DOCUMENT SECTION

SCHOOL technology staff have set up an impromptu production line making protective equipment for the NHS and other key workers at risk of the coronavirus.

Teachers and technicians at Carmel College, Darlington, are using the school holidays to make up to 600 safety visors, designed to protect frontline staff in hospitals.

They are using polypropylene donated by Primex Plastics, based in Newton Aycliffe, and have adapted a free pattern to ensure the fastest production and least amount of waste.

Leah Bettney, who sourced the plastic, said: “As a department we feel very proud to be in a position to be able provide vital PPE to essential key workers, who are working in positions of risk.

"As a school and a community we must do what we can to help and we are lucky to have the resources and support to play our part in this.”

Teacher Mark Holt developed the mask design, which is based on a free version offered by Kitronik.

The visors are now in full production by the whole department, including colleagues Emily Brown, Michael Clarke and Stephanie Pinnock.

They are able to make up to 10 an hour, and are hoping to make at least 600 visors during the school holidays.

Schools in the trust also recently donated hundreds of pairs of goggles and thousands of pairs of gloves to frontline health staff.

The school has been in contact with James Cook Hospital, Middlesbrough, which is happy to take hundreds of visors for its staff.

There are also plans to supply local doctor’s surgeries, pharmacies and care homes, front line settings not normally supplied with PPE.

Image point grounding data
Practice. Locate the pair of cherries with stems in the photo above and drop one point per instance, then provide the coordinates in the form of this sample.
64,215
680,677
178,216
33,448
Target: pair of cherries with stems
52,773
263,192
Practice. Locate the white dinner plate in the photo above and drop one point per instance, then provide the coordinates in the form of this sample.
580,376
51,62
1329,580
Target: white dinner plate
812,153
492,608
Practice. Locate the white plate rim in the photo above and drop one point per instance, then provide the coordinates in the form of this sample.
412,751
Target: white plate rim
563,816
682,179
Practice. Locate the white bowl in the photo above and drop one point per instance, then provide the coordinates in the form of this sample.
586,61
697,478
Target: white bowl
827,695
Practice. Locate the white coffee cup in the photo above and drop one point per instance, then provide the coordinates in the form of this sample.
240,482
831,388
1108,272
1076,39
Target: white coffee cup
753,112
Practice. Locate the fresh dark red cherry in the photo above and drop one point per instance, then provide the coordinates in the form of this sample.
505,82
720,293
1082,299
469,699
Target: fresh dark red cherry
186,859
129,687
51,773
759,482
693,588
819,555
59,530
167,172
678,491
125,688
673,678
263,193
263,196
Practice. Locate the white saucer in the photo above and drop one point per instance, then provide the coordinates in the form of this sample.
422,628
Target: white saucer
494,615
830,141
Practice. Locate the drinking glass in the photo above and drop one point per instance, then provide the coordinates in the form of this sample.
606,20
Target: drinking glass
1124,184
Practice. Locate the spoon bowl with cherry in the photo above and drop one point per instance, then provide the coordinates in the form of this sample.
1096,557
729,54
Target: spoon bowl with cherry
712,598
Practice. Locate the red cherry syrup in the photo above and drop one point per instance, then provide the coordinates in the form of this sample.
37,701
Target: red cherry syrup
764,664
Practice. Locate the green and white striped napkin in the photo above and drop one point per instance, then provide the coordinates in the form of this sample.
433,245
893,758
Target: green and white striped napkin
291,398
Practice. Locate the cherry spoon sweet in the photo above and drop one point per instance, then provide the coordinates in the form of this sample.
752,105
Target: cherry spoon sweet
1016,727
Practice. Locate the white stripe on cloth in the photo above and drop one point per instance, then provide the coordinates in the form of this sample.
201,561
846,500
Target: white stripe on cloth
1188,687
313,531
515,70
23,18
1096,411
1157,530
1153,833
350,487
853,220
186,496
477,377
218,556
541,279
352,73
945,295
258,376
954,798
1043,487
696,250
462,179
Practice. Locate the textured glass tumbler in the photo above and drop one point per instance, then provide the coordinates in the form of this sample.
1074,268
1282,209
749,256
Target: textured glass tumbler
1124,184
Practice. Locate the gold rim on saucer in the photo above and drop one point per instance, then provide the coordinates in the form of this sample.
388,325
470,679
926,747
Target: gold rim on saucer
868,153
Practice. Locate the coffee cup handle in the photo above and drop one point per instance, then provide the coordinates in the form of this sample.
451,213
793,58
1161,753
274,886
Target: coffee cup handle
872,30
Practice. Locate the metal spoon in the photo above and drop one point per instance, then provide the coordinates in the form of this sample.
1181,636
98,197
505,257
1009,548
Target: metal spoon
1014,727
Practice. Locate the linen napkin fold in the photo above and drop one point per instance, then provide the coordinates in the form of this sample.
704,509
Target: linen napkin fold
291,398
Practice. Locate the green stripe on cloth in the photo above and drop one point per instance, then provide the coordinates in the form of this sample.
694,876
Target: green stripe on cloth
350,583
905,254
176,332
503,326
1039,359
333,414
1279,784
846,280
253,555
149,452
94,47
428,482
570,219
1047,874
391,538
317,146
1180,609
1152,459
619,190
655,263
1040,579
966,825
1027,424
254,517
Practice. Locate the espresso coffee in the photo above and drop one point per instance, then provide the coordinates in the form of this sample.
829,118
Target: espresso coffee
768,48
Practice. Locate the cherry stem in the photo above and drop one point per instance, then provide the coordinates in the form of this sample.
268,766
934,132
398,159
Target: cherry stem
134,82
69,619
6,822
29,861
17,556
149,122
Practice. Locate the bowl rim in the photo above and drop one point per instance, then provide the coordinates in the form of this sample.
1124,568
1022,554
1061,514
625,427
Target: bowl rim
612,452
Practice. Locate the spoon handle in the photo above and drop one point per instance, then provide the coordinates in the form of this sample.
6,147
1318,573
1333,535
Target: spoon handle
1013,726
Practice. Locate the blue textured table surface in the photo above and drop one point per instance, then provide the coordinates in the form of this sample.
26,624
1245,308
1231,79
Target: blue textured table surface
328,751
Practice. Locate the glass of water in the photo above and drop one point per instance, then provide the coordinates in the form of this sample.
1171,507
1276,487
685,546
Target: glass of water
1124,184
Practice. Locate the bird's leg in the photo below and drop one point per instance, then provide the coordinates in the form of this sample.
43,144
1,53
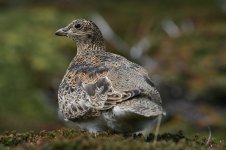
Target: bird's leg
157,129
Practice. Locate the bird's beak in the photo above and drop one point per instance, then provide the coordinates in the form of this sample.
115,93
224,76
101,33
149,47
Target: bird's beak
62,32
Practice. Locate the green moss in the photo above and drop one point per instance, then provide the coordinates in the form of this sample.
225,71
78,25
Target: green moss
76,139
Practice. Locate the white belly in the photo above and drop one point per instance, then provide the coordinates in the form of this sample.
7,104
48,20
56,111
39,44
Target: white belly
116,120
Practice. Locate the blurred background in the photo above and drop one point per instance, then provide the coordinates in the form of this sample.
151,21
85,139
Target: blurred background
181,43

THINGS TO DO
[a] Answer these questions using the article on the school's visor production.
(i) Which company donated the polypropylene used for the visors?
(ii) Which teacher developed the mask design?
(iii) Which hospital is happy to take hundreds of visors for its staff?
[b] Translate this sentence from the article on the school's visor production into French: "Teacher Mark Holt developed the mask design, which is based on a free version offered by Kitronik."

ANSWERS TO THE PROBLEMS
[a]
(i) Primex Plastics, based in Newton Aycliffe
(ii) Mark Holt
(iii) James Cook Hospital, Middlesbrough

[b] L'enseignant Mark Holt a conçu le modèle de masque, qui est basé sur une version gratuite proposée par Kitronik.